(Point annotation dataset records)
┌──

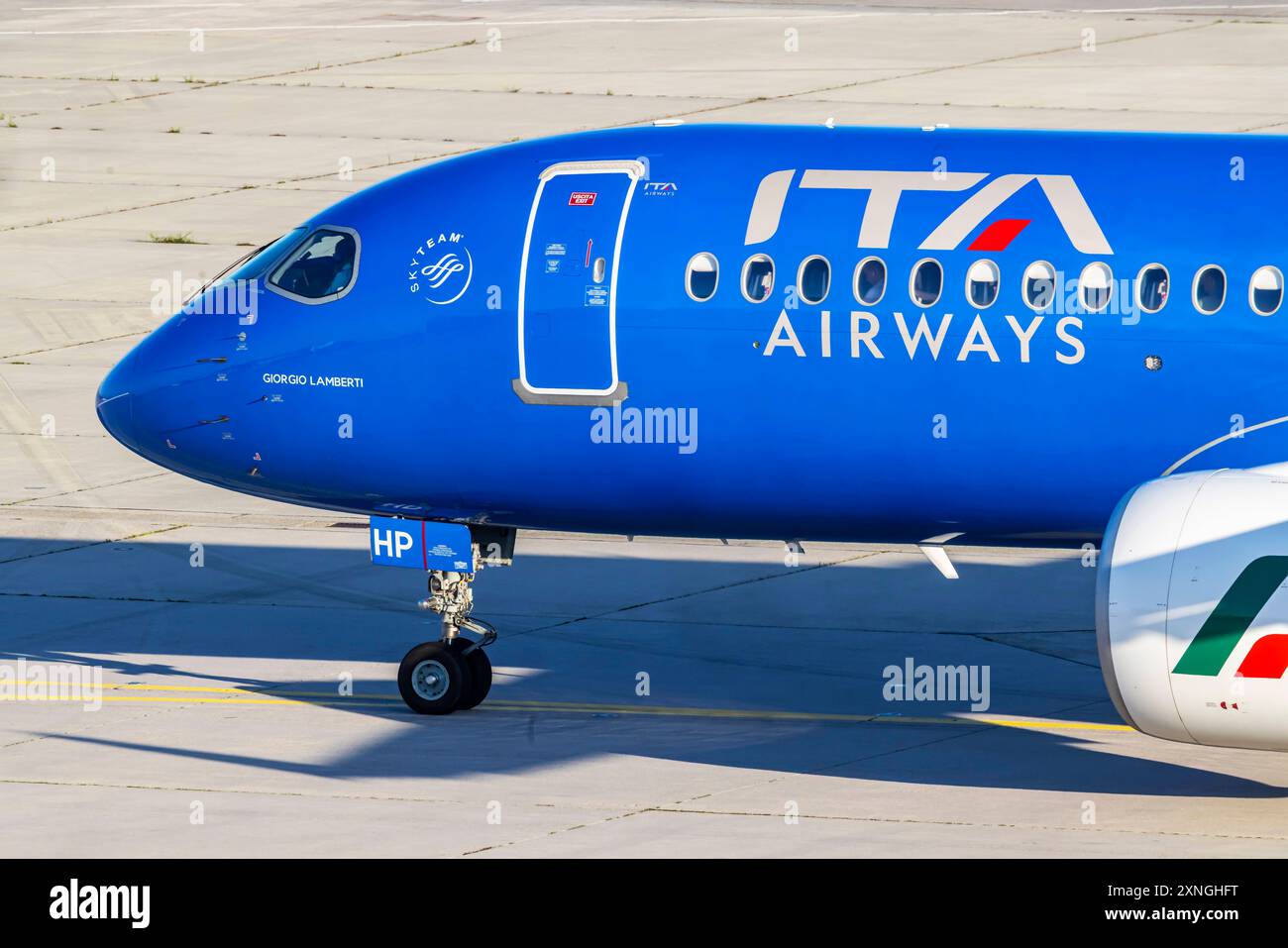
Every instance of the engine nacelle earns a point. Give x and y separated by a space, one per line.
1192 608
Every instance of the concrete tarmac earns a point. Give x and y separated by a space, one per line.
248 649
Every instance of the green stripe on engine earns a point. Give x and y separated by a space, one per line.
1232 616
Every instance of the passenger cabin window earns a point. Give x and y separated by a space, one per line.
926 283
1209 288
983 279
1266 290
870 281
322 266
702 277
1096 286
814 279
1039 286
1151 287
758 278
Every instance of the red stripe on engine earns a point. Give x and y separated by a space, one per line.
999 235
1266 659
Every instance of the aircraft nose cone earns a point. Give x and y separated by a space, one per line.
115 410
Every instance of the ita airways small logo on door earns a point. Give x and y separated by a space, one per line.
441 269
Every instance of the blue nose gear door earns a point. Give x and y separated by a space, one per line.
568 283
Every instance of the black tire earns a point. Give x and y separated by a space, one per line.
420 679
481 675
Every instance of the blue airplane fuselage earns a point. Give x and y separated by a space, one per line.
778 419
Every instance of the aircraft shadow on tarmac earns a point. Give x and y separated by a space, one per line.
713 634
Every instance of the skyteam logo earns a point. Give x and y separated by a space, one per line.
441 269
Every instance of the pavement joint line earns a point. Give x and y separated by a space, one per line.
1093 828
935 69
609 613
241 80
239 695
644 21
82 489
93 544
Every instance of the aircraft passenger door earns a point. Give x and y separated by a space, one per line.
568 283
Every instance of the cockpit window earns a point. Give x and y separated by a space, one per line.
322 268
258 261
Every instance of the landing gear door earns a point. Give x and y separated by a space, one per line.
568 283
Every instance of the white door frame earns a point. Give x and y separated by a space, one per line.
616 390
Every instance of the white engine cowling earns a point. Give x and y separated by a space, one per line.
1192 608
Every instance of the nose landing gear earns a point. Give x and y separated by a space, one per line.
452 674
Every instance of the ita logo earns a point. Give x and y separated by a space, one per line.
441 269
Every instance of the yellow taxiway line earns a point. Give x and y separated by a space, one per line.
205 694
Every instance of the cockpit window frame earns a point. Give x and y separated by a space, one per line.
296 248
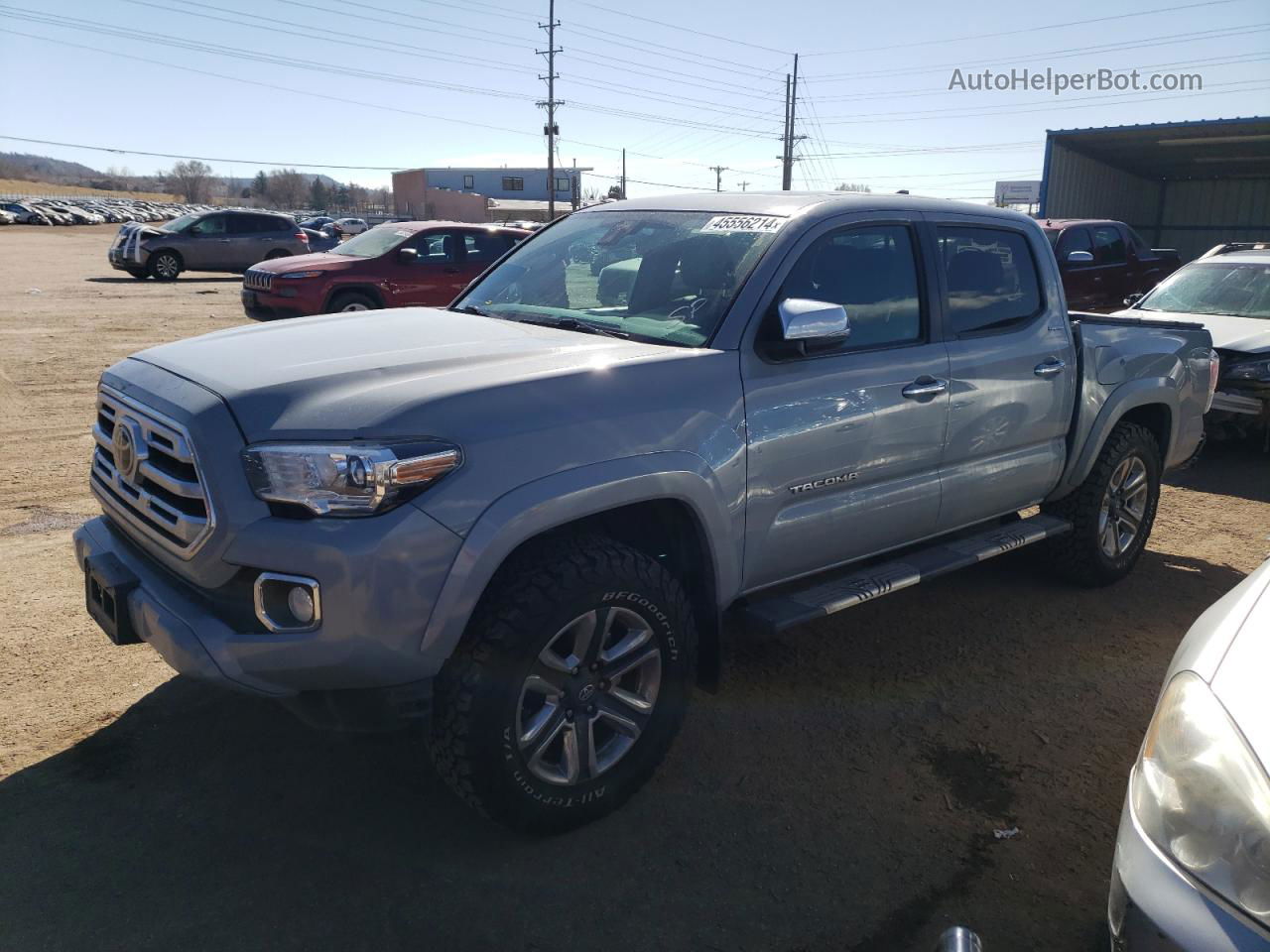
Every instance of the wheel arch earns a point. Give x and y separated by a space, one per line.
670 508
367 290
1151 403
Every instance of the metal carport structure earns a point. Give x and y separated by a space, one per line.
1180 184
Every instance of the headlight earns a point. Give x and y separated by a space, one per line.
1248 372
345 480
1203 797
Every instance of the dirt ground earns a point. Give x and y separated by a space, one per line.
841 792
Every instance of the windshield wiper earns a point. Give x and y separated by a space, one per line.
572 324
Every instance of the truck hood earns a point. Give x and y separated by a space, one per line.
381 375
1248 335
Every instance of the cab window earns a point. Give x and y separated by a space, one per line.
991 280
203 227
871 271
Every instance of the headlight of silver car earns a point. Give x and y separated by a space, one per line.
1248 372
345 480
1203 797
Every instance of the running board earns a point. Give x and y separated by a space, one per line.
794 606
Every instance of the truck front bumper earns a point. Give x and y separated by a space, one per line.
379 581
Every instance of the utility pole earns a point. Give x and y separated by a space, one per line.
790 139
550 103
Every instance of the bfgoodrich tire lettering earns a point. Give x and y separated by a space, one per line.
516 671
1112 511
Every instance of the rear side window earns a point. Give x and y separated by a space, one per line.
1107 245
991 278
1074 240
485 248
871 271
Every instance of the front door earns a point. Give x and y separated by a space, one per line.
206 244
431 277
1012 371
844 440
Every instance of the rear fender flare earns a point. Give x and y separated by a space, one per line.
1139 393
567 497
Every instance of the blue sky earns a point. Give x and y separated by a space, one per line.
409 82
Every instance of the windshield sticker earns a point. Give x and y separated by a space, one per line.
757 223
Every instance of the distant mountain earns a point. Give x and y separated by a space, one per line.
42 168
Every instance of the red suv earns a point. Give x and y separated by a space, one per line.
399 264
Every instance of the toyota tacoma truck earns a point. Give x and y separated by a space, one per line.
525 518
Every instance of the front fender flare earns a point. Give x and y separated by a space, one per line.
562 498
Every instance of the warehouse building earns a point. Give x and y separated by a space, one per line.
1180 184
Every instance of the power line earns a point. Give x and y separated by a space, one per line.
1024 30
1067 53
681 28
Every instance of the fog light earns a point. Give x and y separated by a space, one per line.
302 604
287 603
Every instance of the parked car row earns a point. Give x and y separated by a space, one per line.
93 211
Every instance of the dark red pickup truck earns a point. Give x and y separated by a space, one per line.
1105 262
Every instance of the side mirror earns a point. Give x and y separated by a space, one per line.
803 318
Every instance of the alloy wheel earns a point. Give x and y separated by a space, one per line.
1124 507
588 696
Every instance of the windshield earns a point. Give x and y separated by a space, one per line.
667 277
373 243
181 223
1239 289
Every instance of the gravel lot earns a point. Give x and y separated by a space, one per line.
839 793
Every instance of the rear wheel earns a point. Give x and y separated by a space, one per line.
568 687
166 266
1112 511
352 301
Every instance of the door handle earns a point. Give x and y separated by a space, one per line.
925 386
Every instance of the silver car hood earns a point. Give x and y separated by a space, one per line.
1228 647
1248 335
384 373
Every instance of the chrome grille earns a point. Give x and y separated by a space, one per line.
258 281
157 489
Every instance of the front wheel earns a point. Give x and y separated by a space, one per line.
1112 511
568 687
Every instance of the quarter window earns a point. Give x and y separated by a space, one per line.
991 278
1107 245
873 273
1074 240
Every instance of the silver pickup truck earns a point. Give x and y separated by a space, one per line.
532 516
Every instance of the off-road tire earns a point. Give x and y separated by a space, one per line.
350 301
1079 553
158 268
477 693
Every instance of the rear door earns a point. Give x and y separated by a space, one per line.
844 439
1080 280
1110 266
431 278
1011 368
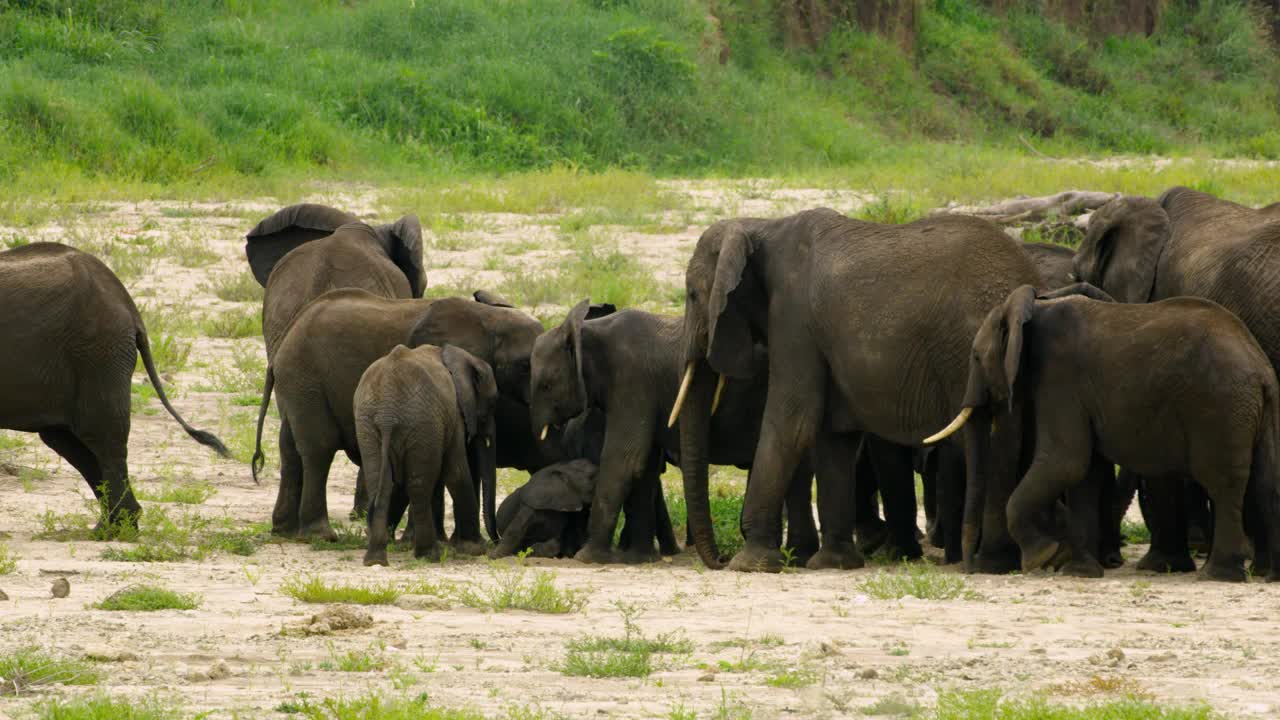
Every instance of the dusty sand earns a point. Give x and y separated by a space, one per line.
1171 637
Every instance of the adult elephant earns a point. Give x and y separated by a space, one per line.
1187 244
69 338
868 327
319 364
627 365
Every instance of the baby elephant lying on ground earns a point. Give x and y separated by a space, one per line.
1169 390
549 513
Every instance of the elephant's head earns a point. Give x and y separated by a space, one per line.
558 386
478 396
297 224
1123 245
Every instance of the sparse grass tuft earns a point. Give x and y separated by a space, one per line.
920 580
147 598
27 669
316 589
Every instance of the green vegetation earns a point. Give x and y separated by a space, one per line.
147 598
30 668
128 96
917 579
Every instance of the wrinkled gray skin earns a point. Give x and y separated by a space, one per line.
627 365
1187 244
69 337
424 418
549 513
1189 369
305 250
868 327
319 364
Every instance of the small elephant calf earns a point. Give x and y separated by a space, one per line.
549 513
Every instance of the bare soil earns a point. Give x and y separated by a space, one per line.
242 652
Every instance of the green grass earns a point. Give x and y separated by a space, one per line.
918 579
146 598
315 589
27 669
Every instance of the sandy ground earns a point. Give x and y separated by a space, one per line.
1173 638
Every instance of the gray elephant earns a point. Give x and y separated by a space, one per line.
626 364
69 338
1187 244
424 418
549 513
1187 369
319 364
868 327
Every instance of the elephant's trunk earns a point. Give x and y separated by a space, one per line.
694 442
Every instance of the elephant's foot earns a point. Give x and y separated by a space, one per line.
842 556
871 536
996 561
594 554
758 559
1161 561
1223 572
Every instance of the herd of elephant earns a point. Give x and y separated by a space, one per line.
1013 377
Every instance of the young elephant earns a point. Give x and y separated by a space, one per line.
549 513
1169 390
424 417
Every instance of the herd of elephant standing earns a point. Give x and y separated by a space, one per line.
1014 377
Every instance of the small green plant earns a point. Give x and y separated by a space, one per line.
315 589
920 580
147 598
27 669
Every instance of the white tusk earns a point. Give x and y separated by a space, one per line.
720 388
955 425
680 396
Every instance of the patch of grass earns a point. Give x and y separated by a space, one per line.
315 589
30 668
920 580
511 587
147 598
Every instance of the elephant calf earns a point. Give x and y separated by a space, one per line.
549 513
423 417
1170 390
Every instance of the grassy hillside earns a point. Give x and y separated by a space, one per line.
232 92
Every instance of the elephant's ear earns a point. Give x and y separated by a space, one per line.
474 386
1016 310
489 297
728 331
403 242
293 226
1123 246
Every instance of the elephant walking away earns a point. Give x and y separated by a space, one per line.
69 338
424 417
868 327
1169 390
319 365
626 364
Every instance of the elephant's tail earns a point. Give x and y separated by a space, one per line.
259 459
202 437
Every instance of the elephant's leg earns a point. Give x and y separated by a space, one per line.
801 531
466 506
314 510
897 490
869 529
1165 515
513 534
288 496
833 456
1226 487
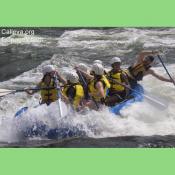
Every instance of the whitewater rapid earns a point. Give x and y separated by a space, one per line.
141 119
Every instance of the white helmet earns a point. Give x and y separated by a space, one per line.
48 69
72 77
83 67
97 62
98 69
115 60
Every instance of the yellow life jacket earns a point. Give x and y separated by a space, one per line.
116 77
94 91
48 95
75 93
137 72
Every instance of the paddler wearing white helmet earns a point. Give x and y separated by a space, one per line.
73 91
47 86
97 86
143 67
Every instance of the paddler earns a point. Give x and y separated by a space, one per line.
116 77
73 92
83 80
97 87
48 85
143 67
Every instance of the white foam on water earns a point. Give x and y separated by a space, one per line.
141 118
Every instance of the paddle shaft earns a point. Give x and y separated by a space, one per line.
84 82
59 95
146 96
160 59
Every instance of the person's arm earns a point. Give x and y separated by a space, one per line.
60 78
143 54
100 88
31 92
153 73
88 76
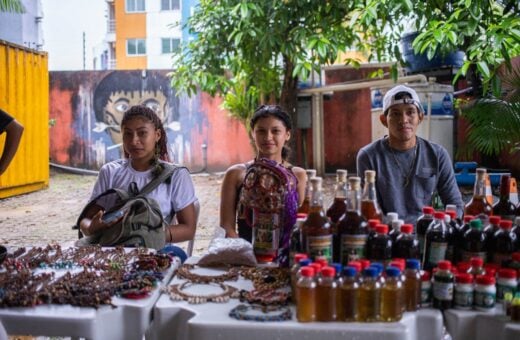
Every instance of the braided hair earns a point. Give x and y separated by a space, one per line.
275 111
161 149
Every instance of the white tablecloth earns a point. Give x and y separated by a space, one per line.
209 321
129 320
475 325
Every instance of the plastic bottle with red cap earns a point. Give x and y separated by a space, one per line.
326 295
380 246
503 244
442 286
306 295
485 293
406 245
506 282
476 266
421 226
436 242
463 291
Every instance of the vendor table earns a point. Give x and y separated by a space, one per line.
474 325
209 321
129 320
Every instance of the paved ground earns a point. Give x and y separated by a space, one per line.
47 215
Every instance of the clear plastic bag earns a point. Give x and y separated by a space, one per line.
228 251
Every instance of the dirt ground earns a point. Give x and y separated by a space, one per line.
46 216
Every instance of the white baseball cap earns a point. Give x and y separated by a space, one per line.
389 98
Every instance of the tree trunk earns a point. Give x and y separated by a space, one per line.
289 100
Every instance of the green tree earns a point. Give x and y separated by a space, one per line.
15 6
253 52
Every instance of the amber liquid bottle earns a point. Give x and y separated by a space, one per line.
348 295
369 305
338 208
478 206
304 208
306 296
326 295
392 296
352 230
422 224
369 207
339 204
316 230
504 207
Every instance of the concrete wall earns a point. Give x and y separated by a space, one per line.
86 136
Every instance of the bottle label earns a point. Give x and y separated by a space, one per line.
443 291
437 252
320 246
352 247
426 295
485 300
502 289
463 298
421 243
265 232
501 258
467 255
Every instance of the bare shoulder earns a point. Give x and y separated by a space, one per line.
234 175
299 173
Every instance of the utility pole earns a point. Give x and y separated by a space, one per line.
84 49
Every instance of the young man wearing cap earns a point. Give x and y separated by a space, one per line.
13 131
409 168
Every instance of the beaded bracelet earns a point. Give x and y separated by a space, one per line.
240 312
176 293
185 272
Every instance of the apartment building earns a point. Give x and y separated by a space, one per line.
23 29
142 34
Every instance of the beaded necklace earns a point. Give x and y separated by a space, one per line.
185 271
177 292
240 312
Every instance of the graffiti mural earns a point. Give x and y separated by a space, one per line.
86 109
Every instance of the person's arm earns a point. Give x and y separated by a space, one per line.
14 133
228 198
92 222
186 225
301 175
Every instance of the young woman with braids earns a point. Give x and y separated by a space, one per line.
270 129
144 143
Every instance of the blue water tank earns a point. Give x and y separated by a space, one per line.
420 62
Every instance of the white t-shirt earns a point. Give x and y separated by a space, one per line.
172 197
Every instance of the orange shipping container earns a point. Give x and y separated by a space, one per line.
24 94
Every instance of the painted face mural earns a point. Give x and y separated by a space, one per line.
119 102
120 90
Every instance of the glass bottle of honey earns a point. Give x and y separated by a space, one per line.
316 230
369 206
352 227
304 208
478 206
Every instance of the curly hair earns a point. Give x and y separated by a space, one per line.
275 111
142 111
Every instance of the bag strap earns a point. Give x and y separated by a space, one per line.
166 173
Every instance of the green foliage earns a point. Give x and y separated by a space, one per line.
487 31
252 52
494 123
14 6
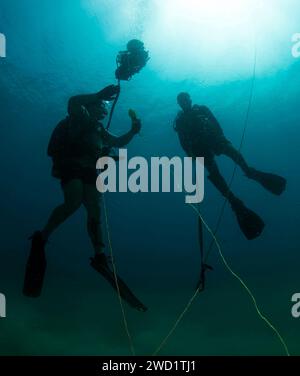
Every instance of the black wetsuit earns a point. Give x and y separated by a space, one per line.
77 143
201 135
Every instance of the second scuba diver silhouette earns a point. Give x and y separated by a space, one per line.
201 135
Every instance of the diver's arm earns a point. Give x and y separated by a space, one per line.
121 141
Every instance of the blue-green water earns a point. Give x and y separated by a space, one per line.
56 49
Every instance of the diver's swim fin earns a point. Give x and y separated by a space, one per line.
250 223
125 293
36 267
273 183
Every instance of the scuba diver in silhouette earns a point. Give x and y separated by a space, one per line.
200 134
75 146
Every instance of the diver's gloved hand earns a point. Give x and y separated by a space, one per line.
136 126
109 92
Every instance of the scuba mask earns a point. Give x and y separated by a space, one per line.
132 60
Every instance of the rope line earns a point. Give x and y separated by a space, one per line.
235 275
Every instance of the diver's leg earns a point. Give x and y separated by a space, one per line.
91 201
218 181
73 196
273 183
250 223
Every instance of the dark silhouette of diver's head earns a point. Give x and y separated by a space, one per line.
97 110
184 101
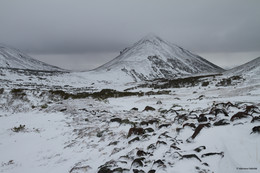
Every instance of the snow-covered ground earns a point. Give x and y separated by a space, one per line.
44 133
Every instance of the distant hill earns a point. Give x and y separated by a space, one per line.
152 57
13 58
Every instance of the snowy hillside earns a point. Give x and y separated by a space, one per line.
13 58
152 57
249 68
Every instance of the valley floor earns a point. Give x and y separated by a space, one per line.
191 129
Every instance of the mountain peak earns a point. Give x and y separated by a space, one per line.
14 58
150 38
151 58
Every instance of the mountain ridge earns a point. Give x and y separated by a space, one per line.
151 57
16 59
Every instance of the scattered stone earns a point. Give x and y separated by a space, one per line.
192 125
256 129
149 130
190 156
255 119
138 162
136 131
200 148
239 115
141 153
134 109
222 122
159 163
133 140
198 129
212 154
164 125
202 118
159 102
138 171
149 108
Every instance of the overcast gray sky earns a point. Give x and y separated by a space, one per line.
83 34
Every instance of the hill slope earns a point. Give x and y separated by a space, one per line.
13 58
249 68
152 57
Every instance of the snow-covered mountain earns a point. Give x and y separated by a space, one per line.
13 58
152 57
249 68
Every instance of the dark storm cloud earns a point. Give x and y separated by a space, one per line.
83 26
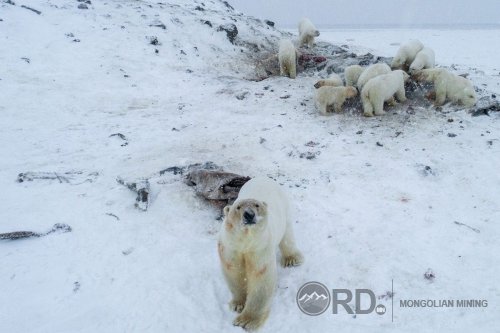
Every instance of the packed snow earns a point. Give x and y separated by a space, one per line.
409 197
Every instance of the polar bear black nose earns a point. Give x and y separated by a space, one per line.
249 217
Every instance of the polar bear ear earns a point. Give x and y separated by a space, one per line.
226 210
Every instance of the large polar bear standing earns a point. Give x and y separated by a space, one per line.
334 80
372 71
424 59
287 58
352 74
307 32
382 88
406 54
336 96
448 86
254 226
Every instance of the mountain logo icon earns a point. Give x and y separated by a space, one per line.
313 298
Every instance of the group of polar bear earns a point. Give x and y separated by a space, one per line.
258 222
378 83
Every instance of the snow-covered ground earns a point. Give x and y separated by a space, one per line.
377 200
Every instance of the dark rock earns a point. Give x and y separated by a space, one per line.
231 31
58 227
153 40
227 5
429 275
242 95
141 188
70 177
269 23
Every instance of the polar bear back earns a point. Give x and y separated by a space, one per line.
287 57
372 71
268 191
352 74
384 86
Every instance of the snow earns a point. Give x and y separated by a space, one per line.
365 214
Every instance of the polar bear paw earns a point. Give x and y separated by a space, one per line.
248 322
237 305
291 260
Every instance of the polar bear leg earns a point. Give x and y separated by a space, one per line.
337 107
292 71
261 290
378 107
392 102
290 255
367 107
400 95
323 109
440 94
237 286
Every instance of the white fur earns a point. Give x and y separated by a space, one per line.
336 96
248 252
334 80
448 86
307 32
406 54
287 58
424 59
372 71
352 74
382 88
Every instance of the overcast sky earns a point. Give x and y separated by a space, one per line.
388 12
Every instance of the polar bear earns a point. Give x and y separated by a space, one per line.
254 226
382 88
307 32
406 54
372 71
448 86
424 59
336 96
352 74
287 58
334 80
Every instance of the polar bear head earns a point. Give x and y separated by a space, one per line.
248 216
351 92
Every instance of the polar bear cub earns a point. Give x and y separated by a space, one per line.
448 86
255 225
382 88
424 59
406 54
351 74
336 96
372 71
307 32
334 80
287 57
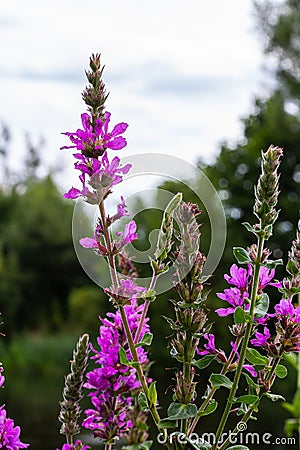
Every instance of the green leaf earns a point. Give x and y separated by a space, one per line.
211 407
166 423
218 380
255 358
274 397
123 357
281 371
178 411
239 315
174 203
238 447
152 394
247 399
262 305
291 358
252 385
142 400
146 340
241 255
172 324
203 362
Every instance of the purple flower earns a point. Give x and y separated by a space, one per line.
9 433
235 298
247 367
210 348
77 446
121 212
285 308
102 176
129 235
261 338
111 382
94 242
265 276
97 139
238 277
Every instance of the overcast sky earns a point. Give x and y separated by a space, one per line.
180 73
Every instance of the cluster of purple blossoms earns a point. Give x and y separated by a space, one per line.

└──

* Directions for this task: Each line from the one that contains "Every instance of the polar bear leg" through the end of the records should be restated exactly; include both end lines and leave any pictures out.

* The result:
Every instance of the polar bear leg earns a point. Give x and y separated by a space, one per line.
337 107
292 71
261 290
378 107
392 102
290 255
367 107
400 95
323 109
440 94
237 286
Every instance of the white fur earns a point. Give x and y separated by a space, one per line.
336 96
248 252
334 80
448 86
307 32
406 54
287 58
424 59
372 71
352 74
382 88
Every instance of the overcast sky earns a point. Give x and y separated by a space, one per line.
388 12
Every instance of the polar bear earns a point. Give x and y separated by a space, one per line.
254 226
382 88
307 32
406 54
372 71
448 86
424 59
336 96
352 74
287 58
334 80
Every instance of the polar bear head earns a point. Give x and y separated by a space, one per line.
248 216
351 92
Every instance of the polar bear cub earns a point. Give x and y separated by a space, one per line.
448 86
255 225
382 88
424 59
406 54
351 74
336 96
372 71
307 32
334 80
287 57
Every instance of the green leaf earns a point. Give x and y separated by a space, one per line.
211 407
166 423
218 380
255 358
274 397
123 357
281 371
178 411
239 315
174 203
238 447
152 394
247 399
262 305
291 358
252 385
142 400
146 340
241 255
172 324
203 362
Every instance of the purple flower earns a point. Give x and y separated by a space, one per line.
9 433
235 298
247 367
210 348
77 446
121 212
285 308
102 176
129 235
261 338
111 382
94 242
265 276
97 139
238 277
Every instance of the overcast sky earns a point. Give x and y separated by a space, one per line.
180 73
Every instance of the cluster of purple blossoms earns a point. Give x and y separated by a space, one per line.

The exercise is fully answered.